## Brontekst
------------------------------------------------------------
Ik had me nog voorgenomen om niet zo’n soort baasje te worden. Maar het is al te laat. Mijn telefoon staat vol met kattenfoto’s, de helft van de gesprekken in huis gaan over haar, en de andere helft van de gesprekken voer ik met een hoog babystemmetje. Poppie, je hebt ons om je pootje gewonden.
En dat terwijl we de adoptie heel lang voor ons uit geschoven hebben. Een huisdier nemen vind ik een grote verantwoordelijkheid, je zit er al snel 10-15 jaar aan vast. Ik wild er zeker van zijn dat we dat aankonden.
Toen mijn man en ik net gingen samenwonen, vond ik dat we niet genoeg geld hadden. Daarna verhuisden we een paar keer. We woonden een paar jaar in een appartement in Duitsland en ook daar vond ik de woning niet optimaal voor een kat.
------------------------------------------------------------
## Getoonde records
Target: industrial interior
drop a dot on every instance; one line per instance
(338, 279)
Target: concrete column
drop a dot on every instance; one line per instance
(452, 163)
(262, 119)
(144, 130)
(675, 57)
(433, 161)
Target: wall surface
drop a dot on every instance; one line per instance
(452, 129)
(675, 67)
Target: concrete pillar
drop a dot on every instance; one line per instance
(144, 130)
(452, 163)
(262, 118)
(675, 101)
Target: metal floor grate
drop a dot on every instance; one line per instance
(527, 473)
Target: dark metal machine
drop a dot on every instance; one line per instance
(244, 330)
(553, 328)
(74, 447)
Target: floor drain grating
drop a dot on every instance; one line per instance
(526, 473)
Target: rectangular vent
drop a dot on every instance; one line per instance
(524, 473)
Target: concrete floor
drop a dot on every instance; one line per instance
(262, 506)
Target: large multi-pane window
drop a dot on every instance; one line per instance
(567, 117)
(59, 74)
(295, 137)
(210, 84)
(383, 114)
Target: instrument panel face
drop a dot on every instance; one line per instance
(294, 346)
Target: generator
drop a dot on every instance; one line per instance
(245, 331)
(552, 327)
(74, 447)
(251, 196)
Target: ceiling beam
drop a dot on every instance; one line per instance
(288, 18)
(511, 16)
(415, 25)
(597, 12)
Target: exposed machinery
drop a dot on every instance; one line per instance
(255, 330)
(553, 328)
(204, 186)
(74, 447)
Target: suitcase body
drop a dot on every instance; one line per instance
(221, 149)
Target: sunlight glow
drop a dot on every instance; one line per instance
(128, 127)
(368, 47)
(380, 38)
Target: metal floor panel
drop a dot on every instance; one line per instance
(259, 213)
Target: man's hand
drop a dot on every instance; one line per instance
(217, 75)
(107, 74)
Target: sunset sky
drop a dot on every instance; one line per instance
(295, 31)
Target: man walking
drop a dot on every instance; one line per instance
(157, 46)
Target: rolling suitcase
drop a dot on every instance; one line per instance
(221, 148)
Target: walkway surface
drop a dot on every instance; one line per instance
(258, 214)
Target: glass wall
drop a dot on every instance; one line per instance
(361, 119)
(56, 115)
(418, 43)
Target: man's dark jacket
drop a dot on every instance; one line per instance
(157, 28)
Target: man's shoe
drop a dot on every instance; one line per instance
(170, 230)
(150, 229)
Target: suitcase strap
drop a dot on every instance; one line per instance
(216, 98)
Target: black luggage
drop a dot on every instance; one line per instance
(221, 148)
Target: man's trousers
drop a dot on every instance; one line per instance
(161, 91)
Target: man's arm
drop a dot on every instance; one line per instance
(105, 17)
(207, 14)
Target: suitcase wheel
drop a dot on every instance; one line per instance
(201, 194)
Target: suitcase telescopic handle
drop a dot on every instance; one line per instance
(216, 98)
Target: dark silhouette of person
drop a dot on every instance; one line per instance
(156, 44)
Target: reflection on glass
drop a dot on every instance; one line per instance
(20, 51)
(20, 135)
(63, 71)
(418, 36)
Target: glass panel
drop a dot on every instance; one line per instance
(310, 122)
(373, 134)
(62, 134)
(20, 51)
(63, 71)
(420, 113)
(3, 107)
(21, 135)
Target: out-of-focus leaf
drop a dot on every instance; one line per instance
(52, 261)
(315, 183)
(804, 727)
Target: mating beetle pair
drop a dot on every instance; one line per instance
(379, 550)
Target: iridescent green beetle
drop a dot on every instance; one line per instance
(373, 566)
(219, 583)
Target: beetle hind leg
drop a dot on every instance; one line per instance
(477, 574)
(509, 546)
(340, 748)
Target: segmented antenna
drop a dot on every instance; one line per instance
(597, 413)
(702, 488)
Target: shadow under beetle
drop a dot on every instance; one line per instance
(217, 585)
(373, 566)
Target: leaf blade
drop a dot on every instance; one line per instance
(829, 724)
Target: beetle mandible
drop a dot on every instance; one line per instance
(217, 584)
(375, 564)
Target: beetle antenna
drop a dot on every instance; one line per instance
------------------------------------------------------------
## Taakomschrijving
Hoe lang zit je volgens de brontekst aan een huisdier vast?

## Antwoord
10 tot 15 jaar.